Output, with no changes, the span of lines that opens with the line containing "Confirm that each instance of the man wearing" and closes with the last line.

** Begin **

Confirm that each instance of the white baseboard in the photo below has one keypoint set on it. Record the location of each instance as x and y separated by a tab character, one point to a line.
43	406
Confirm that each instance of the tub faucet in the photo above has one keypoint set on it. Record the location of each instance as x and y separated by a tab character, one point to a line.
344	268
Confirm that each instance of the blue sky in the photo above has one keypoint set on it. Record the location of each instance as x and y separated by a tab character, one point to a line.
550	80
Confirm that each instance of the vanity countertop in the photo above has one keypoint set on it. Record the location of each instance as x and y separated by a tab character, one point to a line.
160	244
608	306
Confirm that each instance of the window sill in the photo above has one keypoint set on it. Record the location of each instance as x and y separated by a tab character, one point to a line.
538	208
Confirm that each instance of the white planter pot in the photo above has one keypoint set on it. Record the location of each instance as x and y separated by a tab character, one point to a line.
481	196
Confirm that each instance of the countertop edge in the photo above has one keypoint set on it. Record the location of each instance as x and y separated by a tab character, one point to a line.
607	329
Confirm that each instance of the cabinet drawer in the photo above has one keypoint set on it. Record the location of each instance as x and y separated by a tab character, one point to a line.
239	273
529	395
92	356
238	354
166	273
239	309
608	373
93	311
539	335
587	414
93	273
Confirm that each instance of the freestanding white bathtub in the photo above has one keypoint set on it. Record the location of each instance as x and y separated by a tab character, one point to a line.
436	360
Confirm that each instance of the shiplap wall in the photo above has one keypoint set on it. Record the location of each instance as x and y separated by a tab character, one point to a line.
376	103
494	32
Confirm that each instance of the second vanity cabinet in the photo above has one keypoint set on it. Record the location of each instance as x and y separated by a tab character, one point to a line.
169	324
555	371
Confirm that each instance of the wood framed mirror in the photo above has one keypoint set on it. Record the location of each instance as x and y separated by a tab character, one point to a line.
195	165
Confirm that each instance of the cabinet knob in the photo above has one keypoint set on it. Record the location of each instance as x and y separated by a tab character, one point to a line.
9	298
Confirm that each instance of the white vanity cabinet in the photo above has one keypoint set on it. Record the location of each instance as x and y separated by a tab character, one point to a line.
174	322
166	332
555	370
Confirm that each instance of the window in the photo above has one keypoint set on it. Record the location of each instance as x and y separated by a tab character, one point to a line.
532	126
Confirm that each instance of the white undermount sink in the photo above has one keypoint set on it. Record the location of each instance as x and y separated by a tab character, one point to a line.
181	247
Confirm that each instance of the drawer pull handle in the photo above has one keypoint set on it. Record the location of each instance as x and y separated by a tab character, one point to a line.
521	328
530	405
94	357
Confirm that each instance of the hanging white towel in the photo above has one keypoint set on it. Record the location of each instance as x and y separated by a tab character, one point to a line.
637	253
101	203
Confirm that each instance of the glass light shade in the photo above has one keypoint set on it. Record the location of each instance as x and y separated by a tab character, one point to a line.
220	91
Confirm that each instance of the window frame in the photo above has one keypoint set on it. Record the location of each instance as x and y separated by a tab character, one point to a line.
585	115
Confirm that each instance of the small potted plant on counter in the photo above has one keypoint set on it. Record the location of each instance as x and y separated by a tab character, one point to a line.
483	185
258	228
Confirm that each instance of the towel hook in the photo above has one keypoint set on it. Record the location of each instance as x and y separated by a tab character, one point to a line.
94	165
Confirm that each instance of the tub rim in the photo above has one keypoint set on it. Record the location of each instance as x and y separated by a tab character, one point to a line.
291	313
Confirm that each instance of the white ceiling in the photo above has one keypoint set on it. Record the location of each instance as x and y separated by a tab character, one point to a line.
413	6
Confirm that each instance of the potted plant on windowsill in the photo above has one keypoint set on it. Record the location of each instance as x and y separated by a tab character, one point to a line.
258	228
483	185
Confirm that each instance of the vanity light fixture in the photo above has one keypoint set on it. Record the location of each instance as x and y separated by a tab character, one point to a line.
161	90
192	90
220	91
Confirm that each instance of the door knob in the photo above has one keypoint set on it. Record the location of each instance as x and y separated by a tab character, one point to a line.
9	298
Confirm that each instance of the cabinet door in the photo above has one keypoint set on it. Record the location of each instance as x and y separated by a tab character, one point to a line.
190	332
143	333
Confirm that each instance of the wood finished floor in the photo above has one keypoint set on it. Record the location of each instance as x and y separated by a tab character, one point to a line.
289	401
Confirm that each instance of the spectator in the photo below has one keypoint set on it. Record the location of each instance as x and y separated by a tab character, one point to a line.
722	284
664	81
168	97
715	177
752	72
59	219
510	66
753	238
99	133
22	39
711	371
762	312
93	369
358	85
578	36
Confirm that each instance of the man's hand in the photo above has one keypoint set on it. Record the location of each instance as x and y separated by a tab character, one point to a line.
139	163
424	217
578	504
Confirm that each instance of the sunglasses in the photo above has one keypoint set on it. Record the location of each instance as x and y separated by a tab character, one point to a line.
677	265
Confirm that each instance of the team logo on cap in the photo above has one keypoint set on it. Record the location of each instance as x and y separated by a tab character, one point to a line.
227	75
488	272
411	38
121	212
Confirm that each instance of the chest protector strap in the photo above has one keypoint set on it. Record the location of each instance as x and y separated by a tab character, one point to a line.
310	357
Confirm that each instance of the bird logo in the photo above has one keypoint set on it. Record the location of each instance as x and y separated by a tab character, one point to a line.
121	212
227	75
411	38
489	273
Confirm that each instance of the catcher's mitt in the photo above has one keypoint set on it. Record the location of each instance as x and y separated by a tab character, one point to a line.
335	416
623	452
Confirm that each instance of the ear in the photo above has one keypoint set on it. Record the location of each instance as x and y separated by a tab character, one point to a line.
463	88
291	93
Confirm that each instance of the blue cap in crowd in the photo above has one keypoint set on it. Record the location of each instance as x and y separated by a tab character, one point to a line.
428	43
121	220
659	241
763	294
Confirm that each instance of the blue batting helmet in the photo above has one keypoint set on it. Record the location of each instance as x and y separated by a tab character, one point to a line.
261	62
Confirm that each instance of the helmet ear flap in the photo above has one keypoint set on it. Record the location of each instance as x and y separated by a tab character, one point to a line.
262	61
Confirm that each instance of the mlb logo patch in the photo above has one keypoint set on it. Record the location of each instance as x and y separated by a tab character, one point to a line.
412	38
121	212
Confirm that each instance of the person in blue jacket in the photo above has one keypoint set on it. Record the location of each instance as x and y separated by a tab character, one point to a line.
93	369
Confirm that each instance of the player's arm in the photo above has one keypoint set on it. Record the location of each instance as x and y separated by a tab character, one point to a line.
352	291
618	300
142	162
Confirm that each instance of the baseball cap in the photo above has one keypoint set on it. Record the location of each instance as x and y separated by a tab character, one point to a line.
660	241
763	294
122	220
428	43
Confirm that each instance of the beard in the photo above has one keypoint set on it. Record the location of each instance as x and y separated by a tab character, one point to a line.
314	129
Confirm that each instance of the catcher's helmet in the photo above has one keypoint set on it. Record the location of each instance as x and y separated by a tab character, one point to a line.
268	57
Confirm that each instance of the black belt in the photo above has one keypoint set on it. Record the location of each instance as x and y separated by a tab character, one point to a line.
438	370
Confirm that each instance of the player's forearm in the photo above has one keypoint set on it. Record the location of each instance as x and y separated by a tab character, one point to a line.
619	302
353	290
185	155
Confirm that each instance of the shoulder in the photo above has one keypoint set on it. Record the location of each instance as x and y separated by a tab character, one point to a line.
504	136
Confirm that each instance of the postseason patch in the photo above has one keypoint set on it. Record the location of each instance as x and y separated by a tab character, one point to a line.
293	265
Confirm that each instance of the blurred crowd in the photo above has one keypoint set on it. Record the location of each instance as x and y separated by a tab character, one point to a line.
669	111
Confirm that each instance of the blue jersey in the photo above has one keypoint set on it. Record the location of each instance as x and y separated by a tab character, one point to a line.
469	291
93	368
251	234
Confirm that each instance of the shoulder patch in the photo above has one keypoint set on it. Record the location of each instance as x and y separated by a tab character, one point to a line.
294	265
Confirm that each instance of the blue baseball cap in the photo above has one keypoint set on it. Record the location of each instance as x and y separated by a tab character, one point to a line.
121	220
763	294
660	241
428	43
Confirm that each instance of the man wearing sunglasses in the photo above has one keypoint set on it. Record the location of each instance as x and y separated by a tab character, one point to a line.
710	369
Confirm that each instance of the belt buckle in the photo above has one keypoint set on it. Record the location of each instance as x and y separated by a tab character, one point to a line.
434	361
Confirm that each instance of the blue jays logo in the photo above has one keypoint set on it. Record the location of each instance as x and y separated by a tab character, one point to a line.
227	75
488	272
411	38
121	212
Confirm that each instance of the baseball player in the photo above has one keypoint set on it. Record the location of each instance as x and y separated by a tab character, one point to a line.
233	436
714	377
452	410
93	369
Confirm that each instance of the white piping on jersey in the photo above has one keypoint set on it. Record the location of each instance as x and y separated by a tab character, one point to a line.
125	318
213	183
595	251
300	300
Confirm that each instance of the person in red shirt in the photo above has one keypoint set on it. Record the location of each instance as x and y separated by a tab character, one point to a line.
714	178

** End **

■ **RESULT FOR THIS EXERCISE**
Confirm that each instance of the man wearing sunglasses in the photo above has one keypoint set on it. Record the location of each instance as x and y separated by a tab character, one point to a line.
710	369
Confirm that each instance of the belt buckle in the photo above has one keypoint set on it. Record the location of each instance as x and y separated by a tab character, one point to a line.
434	361
Confirm that each instance of the blue jays logo in the photo above has one keypoint set on it. Record the location of each instance as x and y separated by a tab character, one point to a line.
227	75
488	272
411	38
121	212
Confirm that each instance of the baseball player in the photo above has one keypoint set on it. Record the location of each instance as x and y separated by a tab character, one point to a line.
233	436
714	377
452	410
93	369
Confirm that each instance of the white piping on jersey in the photo above has one keypoint set on it. Record the location of each instance as x and y separated by a tab character, one point to a line.
125	318
213	183
595	251
300	300
Confirm that each instance of the person in red shirt in the photo above has one keypoint set on it. Record the location of each instance as x and y separated by a tab character, one point to a line.
714	178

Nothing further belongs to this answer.